Could you reproduce the COM DEV third-quarter results release below word for word, from its headline through its final sentence?

#### SOURCE:
==*==
COM DEV ANNOUNCES 1998 THIRD QUARTER RESULTS INCLUDING RESTRUCTURING CHARGES
CAMBRIDGE, Ont., Sept. 2 /CNW/ - COM DEV International Ltd. (TSE/ME:CDV) today announced results for the third quarter ended July 31, 1998. While revenues grew marginally from $127.8 million in the nine months ended July 31, 1997 to $135.6 million in the nine months ended July 31, 1998, third quarter revenues were below expectations. Third quarter results were affected by declining sales in the Wireless Group, and a restructuring charge of $14.0 million was taken as the company transitions through the effects of adverse conditions encountered in the second quarter. Aggressive actions have been taken by the company to produce positive results that will strengthen COM DEV's market position over the long term. For the third quarter 1998, company revenue was $35.9 million compared to $51.6 million in the third quarter last year. Revenue for the Space Group was $76.0 million for the nine months and $23.0 million for the third quarter compared to $75.9 million and $24.5 million last year respectively. The Wireless Group revenue for the nine months was $59.6 million and for the third quarter was $12.9 million compared to $51.9 million and $27.1 million for the respective prior periods. Income for the nine months ended July 31, 1998, before other expenses, including provision for restructuring and asset write downs, was $0.1 million and the loss for the quarter ended July 31, 1998, before these items, was $5.5 million. During the quarter, management assessed the company's position in its key markets, and the changes required to serve these markets more effectively. As a result, the company has made provision for these changes in the third quarter financial statements. After these non-recurring provisions, the company's net loss for the nine months ended July 31, 1998 was $14.8 million, and for the quarter was $19.8 million compared to the net income of $11.9 million and $4.7 million in the respective prior periods. The restructuring provision made in the third quarter in the amount of $14.0 million includes a provision to write down inventory and product development costs in the Wireless Group in the amounts of $4.7 million and $2.2 million respectively. In addition, a provision for other restructuring costs was made in the amount of $7.1 million ($8.0 million for the nine month period.)
==*==
#### ROWS:
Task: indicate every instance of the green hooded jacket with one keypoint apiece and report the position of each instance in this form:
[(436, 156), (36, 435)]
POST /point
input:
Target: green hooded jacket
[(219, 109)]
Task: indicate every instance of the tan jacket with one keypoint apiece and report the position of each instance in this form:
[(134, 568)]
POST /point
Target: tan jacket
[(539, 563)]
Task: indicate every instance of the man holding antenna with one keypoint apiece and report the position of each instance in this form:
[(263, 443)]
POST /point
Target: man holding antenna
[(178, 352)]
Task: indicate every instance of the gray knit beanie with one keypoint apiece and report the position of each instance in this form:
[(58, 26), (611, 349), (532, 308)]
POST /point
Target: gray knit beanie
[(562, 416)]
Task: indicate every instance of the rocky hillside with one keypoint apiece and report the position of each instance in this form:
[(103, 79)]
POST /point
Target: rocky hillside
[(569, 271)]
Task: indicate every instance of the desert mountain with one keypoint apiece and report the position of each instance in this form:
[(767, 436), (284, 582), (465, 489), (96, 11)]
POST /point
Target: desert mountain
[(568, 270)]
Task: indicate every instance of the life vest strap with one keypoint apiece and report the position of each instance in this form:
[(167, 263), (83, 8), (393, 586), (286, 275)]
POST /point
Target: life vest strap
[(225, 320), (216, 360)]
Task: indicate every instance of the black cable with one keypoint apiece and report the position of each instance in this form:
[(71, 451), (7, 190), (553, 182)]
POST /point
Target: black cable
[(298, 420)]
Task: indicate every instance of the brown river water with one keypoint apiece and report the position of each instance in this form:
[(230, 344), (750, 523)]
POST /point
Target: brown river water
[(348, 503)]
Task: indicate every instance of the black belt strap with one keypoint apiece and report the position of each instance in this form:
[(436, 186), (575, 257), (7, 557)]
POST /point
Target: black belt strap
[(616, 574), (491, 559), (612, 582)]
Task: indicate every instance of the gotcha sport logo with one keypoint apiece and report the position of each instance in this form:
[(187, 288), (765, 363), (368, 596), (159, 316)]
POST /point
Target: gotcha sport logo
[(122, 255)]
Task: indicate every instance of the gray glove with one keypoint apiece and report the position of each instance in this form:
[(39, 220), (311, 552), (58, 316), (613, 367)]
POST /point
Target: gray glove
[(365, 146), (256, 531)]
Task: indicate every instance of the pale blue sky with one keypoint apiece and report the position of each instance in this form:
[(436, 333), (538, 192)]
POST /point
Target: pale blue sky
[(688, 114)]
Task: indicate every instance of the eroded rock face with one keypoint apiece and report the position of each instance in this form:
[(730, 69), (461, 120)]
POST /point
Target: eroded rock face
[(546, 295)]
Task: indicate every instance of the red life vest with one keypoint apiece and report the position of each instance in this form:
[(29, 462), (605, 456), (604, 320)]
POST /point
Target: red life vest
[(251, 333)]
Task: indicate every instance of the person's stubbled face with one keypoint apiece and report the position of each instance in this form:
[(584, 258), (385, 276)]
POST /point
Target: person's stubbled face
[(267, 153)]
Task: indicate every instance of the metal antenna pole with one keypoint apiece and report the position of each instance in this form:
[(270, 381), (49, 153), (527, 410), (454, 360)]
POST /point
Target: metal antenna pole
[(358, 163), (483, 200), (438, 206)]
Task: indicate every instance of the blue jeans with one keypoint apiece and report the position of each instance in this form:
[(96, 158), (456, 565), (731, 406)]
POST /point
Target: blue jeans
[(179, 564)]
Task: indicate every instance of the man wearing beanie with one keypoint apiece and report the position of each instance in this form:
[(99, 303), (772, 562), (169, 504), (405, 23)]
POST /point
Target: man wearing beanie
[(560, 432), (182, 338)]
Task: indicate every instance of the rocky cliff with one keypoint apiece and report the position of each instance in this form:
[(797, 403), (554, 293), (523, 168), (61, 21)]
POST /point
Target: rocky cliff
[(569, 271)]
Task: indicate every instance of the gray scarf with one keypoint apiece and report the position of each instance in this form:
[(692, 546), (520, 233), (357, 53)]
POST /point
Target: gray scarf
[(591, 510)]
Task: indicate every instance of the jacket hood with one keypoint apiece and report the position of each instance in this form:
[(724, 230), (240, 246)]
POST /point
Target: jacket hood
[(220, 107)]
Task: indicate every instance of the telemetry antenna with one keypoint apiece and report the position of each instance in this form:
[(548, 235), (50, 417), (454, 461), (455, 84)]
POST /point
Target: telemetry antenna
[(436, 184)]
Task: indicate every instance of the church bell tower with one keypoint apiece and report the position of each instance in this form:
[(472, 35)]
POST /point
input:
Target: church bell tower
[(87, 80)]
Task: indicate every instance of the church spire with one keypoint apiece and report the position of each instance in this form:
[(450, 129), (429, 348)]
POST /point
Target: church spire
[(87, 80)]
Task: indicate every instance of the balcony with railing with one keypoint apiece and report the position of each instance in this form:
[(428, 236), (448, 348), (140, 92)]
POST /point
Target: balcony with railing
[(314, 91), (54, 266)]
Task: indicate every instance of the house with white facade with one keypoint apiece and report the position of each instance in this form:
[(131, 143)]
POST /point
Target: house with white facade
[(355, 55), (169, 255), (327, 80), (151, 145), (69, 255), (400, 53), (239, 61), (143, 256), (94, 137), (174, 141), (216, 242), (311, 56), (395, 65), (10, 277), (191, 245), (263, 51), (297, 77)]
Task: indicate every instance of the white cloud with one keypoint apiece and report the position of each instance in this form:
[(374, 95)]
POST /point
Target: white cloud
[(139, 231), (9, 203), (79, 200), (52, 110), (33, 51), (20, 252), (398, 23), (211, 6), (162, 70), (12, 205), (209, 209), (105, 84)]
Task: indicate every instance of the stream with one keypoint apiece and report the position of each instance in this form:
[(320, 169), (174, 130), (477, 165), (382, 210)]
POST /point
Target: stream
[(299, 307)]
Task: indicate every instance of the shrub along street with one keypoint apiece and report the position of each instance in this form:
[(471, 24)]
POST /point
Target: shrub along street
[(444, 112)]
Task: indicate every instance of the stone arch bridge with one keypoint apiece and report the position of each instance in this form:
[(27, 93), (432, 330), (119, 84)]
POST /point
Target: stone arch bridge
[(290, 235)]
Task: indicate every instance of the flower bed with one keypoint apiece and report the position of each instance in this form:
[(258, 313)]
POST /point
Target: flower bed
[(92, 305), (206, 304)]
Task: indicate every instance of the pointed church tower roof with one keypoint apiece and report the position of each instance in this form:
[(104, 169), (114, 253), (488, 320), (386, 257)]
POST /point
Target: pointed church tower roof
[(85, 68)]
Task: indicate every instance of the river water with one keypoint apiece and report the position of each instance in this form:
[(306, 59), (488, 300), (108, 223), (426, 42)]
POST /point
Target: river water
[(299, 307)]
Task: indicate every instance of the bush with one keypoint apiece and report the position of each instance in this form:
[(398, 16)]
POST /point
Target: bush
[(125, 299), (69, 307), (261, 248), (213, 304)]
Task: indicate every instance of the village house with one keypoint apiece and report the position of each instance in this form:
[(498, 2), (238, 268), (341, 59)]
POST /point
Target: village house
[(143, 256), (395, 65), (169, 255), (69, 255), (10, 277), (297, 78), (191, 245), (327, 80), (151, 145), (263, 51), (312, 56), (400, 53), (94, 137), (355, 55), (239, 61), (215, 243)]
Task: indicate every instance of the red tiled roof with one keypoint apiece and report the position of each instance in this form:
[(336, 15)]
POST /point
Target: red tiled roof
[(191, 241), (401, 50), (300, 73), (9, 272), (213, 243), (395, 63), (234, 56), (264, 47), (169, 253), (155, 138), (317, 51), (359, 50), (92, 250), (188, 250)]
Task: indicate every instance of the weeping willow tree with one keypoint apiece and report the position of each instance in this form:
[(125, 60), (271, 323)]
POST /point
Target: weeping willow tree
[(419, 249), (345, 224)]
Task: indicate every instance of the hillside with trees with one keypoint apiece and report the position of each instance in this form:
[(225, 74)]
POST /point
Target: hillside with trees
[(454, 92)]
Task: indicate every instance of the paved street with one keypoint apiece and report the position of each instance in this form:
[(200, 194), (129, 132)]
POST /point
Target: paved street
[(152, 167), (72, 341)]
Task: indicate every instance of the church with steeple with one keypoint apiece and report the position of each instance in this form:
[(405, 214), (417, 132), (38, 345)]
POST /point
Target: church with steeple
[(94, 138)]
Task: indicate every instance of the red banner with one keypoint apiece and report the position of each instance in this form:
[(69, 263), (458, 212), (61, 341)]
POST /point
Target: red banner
==*==
#### EXERCISE RESULT:
COM DEV ANNOUNCES 1998 THIRD QUARTER RESULTS INCLUDING RESTRUCTURING CHARGES
CAMBRIDGE, Ont., Sept. 2 /CNW/ - COM DEV International Ltd. (TSE/ME:CDV) today announced results for the third quarter ended July 31, 1998. While revenues grew marginally from $127.8 million in the nine months ended July 31, 1997 to $135.6 million in the nine months ended July 31, 1998, third quarter revenues were below expectations. Third quarter results were affected by declining sales in the Wireless Group, and a restructuring charge of $14.0 million was taken as the company transitions through the effects of adverse conditions encountered in the second quarter. Aggressive actions have been taken by the company to produce positive results that will strengthen COM DEV's market position over the long term. For the third quarter 1998, company revenue was $35.9 million compared to $51.6 million in the third quarter last year. Revenue for the Space Group was $76.0 million for the nine months and $23.0 million for the third quarter compared to $75.9 million and $24.5 million last year respectively. The Wireless Group revenue for the nine months was $59.6 million and for the third quarter was $12.9 million compared to $51.9 million and $27.1 million for the respective prior periods. Income for the nine months ended July 31, 1998, before other expenses, including provision for restructuring and asset write downs, was $0.1 million and the loss for the quarter ended July 31, 1998, before these items, was $5.5 million. During the quarter, management assessed the company's position in its key markets, and the changes required to serve these markets more effectively. As a result, the company has made provision for these changes in the third quarter financial statements. After these non-recurring provisions, the company's net loss for the nine months ended July 31, 1998 was $14.8 million, and for the quarter was $19.8 million compared to the net income of $11.9 million and $4.7 million in the respective prior periods. The restructuring provision made in the third quarter in the amount of $14.0 million includes a provision to write down inventory and product development costs in the Wireless Group in the amounts of $4.7 million and $2.2 million respectively. In addition, a provision for other restructuring costs was made in the amount of $7.1 million ($8.0 million for the nine month period.)